_Page excerpt_:
Add this at the top (or in the config cell) to use Colab‑friendly paths:

cfg.data_root = "./data"          # instead of '/kaggle/input/cifar-10'
cfg.out_dir  = "/content/outputs" # optional; './outputs' also works

If CIFAR‑10 isn’t present locally, let the script download it (or set torchvision's download=True).

Artifacts

• Best checkpoint: {cfg.out_dir}/best_vit_cifar10.pth
• Run summary: {cfg.out_dir}/run_summary.json

(Bonus) Concise analysis — design choices that usually move accuracy

• Patch size & image size: Smaller patches (e.g., 4×4) or modest upscaling to 48–64 px → more tokens → often better accuracy on small images (higher compute).
• Depth vs. width: On CIFAR‑scale data, moderate depth (≈8–12) tends to outperform very wide–shallow configs at similar FLOPs; returns taper past ~16 blocks.

_Challenge_:
Could you rewrite the page excerpt between "If CIFAR‑10 isn’t" and "images (higher compute).", inclusive, putting "performance" wherever "accuracy" appears?

_Provided records_:
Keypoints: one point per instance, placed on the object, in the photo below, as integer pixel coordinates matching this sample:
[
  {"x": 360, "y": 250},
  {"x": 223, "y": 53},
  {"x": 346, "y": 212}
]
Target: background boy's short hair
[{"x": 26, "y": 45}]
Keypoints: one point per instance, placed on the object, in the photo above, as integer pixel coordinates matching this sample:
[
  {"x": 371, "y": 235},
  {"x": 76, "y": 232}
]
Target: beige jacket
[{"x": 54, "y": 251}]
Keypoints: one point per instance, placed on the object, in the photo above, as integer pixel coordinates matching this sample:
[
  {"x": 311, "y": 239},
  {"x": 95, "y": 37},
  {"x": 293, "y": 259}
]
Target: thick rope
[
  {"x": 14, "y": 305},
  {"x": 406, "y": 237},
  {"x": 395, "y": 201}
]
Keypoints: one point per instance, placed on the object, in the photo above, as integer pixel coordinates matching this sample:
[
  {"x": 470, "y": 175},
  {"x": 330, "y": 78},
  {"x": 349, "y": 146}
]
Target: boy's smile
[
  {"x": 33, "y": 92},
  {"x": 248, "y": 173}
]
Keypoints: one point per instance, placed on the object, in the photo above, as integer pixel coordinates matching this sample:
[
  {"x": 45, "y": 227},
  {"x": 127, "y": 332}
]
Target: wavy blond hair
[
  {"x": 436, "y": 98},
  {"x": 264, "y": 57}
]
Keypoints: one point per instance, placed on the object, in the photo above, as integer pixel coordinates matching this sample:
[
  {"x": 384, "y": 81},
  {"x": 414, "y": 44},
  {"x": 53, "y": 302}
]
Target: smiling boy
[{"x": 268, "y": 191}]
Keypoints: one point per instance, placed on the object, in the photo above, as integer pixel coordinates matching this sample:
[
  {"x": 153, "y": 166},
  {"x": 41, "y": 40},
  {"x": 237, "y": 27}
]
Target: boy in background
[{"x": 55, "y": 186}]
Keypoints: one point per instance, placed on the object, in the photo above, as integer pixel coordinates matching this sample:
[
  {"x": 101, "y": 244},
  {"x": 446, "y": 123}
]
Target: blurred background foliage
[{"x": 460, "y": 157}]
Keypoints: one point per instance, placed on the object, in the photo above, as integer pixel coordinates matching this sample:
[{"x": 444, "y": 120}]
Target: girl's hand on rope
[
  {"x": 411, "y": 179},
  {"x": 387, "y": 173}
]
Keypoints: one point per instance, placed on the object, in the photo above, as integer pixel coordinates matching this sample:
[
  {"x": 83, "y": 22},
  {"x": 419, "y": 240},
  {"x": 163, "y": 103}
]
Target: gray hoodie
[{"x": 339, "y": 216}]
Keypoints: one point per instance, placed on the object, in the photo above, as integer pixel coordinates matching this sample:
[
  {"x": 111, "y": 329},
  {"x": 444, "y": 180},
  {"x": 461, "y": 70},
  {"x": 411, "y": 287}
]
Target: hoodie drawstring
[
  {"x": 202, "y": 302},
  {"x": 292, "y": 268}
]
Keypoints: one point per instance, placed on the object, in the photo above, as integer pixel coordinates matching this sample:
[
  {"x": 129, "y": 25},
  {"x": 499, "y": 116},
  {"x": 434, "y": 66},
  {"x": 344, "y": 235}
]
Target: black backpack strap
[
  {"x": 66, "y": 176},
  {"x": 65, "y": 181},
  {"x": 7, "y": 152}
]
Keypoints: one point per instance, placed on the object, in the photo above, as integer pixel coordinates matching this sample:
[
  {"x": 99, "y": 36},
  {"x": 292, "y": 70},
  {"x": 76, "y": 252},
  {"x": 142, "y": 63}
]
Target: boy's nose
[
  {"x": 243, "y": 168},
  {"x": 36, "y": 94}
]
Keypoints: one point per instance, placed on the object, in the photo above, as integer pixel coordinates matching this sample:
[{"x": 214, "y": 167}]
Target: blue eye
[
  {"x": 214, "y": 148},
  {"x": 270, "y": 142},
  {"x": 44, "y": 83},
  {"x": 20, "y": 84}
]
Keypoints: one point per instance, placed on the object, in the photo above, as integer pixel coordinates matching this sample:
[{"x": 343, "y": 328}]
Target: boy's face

_Answer to the exercise_:
If CIFAR‑10 isn’t present locally, let the script download it (or set torchvision's download=True).

Artifacts

• Best checkpoint: {cfg.out_dir}/best_vit_cifar10.pth
• Run summary: {cfg.out_dir}/run_summary.json

(Bonus) Concise analysis — design choices that usually move performance

• Patch size & image size: Smaller patches (e.g., 4×4) or modest upscaling to 48–64 px → more tokens → often better performance on small images (higher compute).